Copy out again, unchanged, the line that contains "Would you mind indicating the person sitting" and every line after it down to the last line of the data.

[DATASET Boundary: Start]

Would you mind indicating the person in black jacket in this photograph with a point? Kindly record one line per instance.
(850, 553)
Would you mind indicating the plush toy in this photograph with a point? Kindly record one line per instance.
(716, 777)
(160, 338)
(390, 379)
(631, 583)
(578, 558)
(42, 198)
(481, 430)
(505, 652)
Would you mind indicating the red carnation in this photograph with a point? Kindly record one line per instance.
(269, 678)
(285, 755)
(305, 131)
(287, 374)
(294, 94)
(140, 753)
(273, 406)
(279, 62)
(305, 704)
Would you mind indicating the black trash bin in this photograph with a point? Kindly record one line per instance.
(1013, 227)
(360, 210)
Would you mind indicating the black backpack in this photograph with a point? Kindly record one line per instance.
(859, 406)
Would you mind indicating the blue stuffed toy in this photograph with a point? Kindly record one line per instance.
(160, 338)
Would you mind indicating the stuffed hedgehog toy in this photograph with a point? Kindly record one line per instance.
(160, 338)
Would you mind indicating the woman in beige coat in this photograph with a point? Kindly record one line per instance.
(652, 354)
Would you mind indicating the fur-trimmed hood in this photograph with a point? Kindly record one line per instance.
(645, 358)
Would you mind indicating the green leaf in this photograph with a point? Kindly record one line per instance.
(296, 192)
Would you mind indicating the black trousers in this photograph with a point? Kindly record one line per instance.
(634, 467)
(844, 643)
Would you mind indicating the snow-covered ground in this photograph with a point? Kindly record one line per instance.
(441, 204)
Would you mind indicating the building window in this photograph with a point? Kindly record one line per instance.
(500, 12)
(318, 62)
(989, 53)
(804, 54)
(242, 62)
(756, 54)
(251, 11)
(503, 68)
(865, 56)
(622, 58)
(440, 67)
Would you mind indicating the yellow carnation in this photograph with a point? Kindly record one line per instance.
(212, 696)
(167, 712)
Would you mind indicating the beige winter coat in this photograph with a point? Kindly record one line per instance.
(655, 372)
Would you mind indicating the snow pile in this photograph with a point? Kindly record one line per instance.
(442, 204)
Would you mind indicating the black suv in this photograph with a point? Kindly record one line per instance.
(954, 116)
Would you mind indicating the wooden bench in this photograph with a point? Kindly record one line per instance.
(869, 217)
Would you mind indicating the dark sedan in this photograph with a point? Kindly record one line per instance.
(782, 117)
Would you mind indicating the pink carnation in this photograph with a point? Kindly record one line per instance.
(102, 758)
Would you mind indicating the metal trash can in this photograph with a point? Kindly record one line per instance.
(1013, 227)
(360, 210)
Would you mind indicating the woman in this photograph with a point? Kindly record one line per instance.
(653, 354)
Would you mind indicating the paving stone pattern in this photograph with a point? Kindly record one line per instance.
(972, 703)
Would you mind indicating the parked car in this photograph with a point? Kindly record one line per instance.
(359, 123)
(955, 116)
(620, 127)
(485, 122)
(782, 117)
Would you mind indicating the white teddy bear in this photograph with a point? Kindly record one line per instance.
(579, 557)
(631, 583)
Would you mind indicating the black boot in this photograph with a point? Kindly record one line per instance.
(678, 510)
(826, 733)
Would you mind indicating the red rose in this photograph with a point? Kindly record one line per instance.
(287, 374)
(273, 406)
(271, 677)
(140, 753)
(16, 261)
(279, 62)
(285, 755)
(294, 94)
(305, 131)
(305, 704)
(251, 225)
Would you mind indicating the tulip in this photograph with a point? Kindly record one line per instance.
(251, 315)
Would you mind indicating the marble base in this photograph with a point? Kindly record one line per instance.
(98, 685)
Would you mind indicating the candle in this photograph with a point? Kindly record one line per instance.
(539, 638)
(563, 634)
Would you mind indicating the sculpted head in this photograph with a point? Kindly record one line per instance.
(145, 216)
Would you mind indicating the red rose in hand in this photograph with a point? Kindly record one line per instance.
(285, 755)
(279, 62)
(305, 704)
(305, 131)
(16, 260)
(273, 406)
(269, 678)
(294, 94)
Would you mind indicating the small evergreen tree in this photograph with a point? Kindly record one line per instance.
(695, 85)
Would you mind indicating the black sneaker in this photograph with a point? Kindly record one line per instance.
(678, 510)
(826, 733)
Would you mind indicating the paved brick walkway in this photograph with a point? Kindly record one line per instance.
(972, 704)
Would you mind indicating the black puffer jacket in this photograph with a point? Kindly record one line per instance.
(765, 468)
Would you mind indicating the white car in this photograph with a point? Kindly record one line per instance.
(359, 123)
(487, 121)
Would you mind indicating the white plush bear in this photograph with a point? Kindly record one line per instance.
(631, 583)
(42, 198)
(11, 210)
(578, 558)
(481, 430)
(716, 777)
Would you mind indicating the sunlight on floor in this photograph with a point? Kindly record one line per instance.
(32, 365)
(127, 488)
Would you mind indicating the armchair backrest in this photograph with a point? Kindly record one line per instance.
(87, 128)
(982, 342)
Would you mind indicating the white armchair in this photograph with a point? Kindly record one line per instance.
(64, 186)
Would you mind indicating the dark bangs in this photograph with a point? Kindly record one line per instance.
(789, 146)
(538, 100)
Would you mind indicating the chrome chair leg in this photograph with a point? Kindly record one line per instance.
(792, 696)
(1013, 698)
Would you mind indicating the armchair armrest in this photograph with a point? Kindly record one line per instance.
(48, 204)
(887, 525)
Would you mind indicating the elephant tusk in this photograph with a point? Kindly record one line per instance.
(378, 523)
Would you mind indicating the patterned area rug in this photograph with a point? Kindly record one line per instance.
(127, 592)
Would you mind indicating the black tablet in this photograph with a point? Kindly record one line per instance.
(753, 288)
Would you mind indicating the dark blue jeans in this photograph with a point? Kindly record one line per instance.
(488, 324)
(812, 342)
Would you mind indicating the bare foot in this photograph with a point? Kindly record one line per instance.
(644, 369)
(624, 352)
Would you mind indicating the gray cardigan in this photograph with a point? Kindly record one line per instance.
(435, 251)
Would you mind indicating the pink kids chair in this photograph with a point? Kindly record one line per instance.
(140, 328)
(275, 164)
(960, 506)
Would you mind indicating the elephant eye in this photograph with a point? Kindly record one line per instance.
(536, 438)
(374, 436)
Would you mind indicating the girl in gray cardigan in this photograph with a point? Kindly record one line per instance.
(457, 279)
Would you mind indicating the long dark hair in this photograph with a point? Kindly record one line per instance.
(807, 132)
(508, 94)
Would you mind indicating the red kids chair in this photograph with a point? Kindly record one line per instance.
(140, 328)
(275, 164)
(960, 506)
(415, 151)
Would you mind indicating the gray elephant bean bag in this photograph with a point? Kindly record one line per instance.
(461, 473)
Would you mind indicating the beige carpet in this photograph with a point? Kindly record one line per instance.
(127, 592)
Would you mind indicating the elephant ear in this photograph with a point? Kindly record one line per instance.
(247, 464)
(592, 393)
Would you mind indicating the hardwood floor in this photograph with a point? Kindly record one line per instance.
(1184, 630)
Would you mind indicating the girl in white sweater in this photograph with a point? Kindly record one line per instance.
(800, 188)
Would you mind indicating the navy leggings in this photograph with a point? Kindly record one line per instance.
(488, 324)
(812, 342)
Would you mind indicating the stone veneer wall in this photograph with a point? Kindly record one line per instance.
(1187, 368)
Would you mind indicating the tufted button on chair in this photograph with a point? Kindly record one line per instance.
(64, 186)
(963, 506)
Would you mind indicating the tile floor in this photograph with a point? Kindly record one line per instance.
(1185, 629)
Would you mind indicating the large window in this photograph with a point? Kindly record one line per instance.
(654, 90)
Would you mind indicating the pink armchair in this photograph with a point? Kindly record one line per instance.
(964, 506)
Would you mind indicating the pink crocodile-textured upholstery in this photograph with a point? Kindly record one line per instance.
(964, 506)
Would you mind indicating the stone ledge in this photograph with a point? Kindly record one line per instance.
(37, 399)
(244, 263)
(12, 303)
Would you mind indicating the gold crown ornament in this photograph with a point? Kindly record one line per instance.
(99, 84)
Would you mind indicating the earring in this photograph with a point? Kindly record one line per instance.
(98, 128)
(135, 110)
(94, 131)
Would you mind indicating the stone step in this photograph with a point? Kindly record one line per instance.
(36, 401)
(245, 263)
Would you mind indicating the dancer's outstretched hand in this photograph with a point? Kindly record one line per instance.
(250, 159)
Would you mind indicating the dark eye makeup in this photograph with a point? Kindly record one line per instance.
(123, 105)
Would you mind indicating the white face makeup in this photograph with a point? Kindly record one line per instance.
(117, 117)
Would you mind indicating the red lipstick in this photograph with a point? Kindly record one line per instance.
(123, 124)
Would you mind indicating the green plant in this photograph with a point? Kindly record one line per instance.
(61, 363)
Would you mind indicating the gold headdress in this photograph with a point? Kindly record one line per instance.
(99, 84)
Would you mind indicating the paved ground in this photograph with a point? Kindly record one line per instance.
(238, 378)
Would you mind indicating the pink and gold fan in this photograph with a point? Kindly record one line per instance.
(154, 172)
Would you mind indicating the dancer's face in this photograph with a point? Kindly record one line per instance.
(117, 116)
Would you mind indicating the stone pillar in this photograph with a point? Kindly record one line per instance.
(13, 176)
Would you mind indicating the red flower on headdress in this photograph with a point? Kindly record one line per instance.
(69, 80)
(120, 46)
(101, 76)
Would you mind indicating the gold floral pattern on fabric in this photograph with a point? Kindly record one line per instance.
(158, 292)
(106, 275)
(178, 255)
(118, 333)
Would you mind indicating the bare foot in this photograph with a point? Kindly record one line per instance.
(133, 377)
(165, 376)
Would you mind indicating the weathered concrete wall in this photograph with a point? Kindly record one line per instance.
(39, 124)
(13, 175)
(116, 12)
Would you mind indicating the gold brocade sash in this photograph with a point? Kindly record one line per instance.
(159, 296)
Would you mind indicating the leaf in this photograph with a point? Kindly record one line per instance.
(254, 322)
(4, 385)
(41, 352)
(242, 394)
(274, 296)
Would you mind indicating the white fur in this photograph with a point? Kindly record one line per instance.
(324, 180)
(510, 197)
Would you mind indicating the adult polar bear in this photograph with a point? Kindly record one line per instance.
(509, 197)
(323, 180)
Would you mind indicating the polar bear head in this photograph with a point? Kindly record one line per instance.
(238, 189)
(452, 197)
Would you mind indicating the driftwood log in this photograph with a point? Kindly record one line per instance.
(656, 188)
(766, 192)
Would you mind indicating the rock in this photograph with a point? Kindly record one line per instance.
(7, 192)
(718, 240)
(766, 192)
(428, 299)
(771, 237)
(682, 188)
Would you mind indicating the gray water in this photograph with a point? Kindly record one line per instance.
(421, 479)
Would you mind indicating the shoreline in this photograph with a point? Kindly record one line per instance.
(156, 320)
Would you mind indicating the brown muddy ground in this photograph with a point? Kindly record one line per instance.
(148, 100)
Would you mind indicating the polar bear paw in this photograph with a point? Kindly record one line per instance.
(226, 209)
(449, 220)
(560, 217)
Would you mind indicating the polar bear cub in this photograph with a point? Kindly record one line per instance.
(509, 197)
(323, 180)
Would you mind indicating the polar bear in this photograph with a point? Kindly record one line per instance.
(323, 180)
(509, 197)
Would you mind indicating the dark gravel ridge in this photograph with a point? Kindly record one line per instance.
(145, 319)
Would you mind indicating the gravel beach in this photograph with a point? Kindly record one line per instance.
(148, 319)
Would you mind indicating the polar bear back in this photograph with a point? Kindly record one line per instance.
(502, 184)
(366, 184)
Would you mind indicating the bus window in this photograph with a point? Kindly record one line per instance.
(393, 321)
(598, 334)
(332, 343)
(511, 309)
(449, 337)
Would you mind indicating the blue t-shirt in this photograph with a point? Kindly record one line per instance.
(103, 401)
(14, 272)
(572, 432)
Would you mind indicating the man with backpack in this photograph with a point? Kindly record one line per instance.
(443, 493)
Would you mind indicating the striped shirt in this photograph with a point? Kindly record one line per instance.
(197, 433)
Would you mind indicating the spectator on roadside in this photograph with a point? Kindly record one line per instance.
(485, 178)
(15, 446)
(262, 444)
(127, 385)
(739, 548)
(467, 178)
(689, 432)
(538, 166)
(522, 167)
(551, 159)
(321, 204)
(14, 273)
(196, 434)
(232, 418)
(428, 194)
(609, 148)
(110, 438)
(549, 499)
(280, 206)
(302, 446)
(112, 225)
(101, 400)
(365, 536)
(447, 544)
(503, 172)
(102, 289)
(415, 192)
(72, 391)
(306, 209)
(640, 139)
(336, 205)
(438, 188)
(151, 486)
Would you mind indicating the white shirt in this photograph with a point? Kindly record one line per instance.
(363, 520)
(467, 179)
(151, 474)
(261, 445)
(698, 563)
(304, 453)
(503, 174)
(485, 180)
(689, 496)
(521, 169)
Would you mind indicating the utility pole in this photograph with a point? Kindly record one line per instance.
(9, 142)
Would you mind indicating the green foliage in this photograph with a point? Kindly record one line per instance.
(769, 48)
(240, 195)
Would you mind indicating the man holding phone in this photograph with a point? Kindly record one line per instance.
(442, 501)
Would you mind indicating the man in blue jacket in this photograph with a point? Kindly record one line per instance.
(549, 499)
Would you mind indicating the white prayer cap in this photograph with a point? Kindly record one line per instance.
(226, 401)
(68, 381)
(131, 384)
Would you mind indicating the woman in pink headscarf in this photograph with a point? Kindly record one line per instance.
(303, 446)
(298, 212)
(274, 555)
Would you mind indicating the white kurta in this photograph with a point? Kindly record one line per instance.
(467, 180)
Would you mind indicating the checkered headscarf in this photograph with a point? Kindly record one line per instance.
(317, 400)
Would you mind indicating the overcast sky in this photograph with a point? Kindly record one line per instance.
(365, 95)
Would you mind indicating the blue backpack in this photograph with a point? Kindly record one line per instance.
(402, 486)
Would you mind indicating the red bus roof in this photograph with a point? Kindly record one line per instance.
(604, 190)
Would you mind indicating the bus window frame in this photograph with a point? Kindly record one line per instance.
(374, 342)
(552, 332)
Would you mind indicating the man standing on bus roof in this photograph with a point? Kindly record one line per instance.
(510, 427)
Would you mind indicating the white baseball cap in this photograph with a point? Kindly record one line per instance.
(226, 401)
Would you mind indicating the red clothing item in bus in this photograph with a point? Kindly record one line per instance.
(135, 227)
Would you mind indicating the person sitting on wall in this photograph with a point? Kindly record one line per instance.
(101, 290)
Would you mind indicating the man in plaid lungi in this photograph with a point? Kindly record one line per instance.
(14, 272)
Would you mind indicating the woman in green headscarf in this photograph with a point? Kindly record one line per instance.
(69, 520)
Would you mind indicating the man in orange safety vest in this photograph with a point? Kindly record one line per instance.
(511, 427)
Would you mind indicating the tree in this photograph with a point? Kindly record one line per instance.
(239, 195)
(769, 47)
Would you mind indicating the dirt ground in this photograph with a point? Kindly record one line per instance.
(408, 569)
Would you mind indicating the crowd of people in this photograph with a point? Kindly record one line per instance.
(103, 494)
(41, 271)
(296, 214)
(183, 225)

[DATASET Boundary: End]

RESPONSE TO THIS TASK -
Would you mind indicating the person sitting on wall in this photograph with a point? Kindly record one line per instance.
(101, 290)
Would you mind indicating the man in plaid lungi in this photograph with a point? Kindly record one line per instance.
(14, 272)
Would you mind indicating the woman in green headscarf in this photograph with a point? Kindly record one line per instance.
(69, 520)
Would you mind indicating the man in orange safety vest in this photograph with a point? Kindly record one line per instance.
(511, 427)
Would you mind indicating the tree in this photograph with a point? Kindly record one line per instance.
(239, 195)
(769, 47)
Would you mind indicating the dirt ground in this photograph with a point? Kindly record one line per instance.
(408, 569)
Would you mind indicating the crowd of people in this photograph with a point? Kindly record one line per instance.
(103, 494)
(41, 271)
(296, 214)
(183, 225)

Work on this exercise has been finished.